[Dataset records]
========

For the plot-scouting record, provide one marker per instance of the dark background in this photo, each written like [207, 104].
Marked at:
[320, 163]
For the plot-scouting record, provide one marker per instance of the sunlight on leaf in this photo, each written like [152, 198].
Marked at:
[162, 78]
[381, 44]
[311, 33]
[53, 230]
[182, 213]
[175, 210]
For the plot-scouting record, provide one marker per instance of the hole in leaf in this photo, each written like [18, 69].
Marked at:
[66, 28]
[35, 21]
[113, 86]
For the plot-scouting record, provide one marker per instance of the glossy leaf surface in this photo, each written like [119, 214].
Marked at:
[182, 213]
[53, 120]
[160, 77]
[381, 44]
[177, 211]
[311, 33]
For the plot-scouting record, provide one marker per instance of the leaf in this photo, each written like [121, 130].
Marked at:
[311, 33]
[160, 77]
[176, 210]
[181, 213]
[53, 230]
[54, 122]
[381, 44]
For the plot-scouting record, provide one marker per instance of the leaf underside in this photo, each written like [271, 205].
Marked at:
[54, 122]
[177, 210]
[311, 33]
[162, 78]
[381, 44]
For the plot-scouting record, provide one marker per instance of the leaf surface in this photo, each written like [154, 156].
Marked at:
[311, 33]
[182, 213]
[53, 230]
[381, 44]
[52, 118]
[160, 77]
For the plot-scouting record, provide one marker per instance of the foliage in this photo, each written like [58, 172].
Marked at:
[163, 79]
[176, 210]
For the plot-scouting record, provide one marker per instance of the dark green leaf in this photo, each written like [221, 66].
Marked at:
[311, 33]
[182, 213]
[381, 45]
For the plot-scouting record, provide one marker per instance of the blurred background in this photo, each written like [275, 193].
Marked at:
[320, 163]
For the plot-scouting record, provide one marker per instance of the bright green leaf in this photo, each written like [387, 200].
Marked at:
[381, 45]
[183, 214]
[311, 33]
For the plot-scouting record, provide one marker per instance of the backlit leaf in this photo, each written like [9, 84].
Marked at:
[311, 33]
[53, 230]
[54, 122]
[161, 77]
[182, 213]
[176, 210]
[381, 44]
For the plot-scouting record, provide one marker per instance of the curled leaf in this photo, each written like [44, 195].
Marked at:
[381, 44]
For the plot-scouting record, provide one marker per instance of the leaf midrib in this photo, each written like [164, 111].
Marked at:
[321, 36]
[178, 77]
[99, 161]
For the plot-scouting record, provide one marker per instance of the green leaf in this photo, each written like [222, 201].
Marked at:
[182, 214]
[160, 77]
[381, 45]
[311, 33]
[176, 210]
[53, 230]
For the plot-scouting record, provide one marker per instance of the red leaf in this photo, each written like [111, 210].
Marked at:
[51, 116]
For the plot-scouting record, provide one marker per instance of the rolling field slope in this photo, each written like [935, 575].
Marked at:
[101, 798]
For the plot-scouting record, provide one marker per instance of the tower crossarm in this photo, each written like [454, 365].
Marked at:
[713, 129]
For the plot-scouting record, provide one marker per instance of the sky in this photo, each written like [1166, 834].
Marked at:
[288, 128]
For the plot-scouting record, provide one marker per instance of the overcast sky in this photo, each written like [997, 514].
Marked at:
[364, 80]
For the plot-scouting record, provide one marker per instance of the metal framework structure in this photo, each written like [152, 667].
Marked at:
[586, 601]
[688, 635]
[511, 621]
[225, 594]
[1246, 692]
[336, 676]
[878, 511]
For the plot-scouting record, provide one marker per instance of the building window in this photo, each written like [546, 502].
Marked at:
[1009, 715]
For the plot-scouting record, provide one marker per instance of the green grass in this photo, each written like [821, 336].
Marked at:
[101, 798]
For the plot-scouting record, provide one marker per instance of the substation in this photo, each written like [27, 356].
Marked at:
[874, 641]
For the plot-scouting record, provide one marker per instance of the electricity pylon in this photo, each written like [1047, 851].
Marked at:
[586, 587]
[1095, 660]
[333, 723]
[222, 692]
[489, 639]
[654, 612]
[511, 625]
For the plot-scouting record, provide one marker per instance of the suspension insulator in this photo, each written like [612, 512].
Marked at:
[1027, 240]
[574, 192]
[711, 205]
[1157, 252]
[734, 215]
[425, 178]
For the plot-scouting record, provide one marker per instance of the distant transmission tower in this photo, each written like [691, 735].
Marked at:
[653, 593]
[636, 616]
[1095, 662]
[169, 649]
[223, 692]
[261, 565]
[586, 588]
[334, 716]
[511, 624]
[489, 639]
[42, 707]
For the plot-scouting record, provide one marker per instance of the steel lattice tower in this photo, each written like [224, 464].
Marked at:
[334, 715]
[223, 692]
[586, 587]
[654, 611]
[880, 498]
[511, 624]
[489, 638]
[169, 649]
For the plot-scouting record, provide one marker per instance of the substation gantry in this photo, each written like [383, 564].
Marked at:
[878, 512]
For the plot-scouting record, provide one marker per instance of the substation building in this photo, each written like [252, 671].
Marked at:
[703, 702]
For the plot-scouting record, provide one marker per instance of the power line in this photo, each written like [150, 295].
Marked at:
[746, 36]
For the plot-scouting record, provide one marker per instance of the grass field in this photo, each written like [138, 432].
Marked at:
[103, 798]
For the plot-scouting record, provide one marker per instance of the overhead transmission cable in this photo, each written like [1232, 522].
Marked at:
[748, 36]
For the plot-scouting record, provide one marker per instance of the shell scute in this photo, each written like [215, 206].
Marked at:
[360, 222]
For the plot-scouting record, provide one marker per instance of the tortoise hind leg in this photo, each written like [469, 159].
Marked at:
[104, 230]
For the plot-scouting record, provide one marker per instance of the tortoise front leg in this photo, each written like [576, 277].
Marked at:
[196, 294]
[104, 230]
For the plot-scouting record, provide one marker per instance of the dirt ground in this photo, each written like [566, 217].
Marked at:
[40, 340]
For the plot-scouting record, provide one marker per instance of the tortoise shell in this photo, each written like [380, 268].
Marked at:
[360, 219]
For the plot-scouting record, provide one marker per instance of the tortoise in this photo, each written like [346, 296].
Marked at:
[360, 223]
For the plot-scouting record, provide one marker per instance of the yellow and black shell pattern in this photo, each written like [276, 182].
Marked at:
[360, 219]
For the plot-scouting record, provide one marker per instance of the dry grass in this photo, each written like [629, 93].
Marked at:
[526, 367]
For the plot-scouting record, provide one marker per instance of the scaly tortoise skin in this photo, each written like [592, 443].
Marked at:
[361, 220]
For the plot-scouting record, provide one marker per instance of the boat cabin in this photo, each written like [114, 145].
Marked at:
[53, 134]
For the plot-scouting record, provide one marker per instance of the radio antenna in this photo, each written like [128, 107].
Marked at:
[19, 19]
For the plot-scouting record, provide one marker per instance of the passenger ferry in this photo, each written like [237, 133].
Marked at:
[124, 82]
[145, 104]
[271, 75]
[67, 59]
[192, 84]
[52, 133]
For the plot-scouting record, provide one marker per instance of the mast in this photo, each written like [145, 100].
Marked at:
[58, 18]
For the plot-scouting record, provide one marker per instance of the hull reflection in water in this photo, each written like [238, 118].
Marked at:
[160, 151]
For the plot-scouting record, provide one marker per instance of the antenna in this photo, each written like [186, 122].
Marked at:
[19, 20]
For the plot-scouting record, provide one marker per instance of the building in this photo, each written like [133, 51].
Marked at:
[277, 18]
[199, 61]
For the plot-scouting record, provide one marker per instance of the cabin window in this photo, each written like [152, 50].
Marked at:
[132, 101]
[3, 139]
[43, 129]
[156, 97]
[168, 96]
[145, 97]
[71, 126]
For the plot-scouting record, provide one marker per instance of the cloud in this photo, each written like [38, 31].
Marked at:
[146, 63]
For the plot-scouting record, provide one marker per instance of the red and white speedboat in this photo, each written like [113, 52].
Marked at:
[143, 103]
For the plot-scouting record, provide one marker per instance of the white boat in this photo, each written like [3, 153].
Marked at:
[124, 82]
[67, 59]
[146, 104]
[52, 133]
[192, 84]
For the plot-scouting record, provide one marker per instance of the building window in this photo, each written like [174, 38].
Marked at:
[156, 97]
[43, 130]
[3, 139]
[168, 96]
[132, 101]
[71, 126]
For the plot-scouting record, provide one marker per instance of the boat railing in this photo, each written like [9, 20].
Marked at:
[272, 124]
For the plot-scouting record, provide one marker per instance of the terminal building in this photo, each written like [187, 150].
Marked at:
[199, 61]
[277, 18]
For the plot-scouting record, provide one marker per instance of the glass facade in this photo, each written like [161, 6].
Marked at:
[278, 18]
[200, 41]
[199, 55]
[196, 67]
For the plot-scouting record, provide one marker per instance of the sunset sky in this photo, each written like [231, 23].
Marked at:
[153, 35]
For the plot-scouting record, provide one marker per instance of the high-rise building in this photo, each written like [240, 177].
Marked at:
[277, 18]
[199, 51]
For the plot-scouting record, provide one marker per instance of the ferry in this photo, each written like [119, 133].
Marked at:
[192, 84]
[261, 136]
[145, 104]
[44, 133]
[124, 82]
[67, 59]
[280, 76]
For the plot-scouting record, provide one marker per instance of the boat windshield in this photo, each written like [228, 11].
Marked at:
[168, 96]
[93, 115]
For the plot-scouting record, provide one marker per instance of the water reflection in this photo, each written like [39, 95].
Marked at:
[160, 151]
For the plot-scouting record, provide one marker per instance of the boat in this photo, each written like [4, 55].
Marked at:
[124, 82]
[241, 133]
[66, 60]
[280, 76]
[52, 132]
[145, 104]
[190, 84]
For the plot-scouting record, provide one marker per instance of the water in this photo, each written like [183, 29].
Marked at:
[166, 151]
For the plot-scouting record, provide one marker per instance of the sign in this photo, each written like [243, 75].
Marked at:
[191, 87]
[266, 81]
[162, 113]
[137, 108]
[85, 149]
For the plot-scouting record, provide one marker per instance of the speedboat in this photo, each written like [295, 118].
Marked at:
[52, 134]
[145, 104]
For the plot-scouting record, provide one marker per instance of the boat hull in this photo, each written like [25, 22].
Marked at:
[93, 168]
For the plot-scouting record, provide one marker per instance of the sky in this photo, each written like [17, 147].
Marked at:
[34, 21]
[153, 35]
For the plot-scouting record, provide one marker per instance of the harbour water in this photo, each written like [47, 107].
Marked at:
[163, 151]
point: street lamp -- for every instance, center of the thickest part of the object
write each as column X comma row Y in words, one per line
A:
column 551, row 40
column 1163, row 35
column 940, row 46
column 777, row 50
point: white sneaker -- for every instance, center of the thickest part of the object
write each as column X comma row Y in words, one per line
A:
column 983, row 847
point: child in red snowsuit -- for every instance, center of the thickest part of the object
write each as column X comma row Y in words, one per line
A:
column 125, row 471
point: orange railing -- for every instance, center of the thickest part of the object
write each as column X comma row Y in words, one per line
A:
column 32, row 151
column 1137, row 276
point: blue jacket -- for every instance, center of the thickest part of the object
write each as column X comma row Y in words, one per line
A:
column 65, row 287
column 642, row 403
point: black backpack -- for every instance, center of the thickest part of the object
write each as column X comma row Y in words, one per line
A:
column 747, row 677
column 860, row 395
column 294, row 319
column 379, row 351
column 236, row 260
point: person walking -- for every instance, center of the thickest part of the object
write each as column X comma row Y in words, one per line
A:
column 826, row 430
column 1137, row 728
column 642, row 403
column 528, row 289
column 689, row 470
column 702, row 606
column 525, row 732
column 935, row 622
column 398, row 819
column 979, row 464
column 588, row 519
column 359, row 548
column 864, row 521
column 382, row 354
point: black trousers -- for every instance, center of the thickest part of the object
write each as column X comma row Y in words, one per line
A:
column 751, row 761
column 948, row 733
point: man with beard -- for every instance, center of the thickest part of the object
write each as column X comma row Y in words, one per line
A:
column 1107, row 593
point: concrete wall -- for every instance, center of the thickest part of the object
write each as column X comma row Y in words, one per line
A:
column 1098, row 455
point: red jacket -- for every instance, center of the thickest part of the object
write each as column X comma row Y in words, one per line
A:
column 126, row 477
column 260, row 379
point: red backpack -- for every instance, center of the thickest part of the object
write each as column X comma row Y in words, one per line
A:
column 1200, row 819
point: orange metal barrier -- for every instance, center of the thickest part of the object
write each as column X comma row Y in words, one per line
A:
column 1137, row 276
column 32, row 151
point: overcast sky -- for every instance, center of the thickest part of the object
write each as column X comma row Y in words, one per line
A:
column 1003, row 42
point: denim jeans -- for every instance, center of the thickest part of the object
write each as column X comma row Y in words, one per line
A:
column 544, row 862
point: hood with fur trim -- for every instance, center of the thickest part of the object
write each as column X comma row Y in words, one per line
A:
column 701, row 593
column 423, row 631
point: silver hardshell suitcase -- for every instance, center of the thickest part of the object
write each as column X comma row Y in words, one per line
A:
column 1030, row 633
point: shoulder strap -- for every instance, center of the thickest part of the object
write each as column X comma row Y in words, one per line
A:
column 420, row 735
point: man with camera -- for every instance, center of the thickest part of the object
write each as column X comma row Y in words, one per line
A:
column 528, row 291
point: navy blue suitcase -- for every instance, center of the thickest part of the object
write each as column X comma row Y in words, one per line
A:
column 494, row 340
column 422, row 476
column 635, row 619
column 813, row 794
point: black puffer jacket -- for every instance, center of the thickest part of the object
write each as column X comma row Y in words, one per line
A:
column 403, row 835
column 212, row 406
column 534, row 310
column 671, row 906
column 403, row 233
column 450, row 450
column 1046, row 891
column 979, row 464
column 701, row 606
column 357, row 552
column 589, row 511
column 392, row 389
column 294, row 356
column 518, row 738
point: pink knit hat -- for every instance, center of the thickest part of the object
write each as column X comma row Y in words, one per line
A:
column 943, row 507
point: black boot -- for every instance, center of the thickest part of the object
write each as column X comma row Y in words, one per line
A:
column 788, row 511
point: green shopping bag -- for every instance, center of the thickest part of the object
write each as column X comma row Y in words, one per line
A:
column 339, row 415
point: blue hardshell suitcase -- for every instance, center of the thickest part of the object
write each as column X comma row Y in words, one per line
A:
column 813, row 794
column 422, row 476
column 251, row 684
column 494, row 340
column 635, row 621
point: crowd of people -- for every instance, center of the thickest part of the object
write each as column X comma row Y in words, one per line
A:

========

Required task
Can you render the entries from the line containing "point: crowd of" up to and including the final line as a numbered list, leaving out blank lines?

Answer
1. point: crowd of people -- for every instance, center of the thickest part of the object
2. write each as column X comma row Y in words, one per line
3. A:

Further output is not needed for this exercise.